WHAT IS NEEDED
Copy all of the entries below word for word, line by line, without changing anything.

—————

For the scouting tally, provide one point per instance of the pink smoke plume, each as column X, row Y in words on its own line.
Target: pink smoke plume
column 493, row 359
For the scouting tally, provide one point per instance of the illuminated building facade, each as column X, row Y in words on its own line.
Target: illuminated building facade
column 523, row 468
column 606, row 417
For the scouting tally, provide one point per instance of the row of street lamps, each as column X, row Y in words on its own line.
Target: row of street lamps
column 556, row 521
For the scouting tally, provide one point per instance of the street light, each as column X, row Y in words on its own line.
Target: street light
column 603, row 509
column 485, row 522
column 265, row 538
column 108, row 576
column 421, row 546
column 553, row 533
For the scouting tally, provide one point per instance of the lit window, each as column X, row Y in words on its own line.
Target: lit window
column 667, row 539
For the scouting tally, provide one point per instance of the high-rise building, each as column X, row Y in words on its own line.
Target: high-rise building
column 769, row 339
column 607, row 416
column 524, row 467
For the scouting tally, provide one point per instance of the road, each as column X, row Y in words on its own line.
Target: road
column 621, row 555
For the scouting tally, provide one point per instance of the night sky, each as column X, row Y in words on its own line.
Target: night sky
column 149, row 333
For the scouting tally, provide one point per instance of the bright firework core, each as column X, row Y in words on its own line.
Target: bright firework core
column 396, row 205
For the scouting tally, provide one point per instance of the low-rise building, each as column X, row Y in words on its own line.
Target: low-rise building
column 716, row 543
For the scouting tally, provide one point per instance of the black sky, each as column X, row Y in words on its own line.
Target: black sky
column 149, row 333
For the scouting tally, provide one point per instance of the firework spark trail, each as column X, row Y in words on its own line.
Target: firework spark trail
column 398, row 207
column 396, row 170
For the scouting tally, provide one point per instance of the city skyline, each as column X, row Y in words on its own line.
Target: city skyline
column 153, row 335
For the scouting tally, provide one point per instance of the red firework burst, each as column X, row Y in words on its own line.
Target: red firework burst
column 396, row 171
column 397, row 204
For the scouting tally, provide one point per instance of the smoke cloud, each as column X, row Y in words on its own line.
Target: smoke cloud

—————

THE SOLUTION
For the scouting tally, provide one point per instance of the pink smoke plume, each as column X, row Y in words on its own line.
Target: pink smoke plume
column 493, row 359
For the scouting tally, provide one point per instance of the illuminated building facade, each as column X, row Y in words on its own line.
Target: illuminated building facade
column 523, row 468
column 606, row 417
For the scouting tally, provide one point per instance of the row of street lamps, each as column X, row Y in words on its own line.
Target: row of street lamps
column 556, row 521
For the scouting tally, provide one point per instance of the street light, each as column X, row Y in words on its own line.
Target: street light
column 603, row 509
column 485, row 522
column 265, row 538
column 108, row 576
column 421, row 546
column 553, row 533
For the scouting tally, provide one point per instance of the lit window, each as column X, row Y in words on its own line.
Target: lit window
column 667, row 539
For the scouting tally, provide one point per instance of the high-rise building, each as column X, row Y in words on its own line.
Target: high-rise building
column 769, row 339
column 607, row 416
column 524, row 467
For the scouting tally, provide one point per instance of the road, each as column X, row Y in words on its own line.
Target: road
column 621, row 555
For the scouting tally, provide one point per instance of the night sky, each as column X, row Y in words on its own line.
Target: night sky
column 149, row 333
For the scouting tally, provide one point per instance of the bright firework core, each as column X, row Y in words on its own line.
Target: bright firework core
column 396, row 205
For the scouting tally, provide one point per instance of the low-rise building, each as column X, row Y in words on its own line.
Target: low-rise building
column 716, row 543
For the scouting tally, provide one point per instance of the black sky, each as column X, row Y in words on its own line.
Target: black sky
column 149, row 333
For the scouting tally, provide one point per instance of the firework spark trail, each as column X, row Y in words on its own line.
Target: firework spark trail
column 398, row 207
column 396, row 170
For the scouting tally, provide one point per instance of the city skyline, each as column X, row Y in words on its own line.
Target: city skyline
column 153, row 335
For the scouting tally, provide one point per instance of the red firework burst, each as column X, row Y in words on its own line.
Target: red firework burst
column 396, row 171
column 397, row 204
For the scouting tally, provide one point per instance of the smoke cloud, each as column X, row Y in words on its own line.
Target: smoke cloud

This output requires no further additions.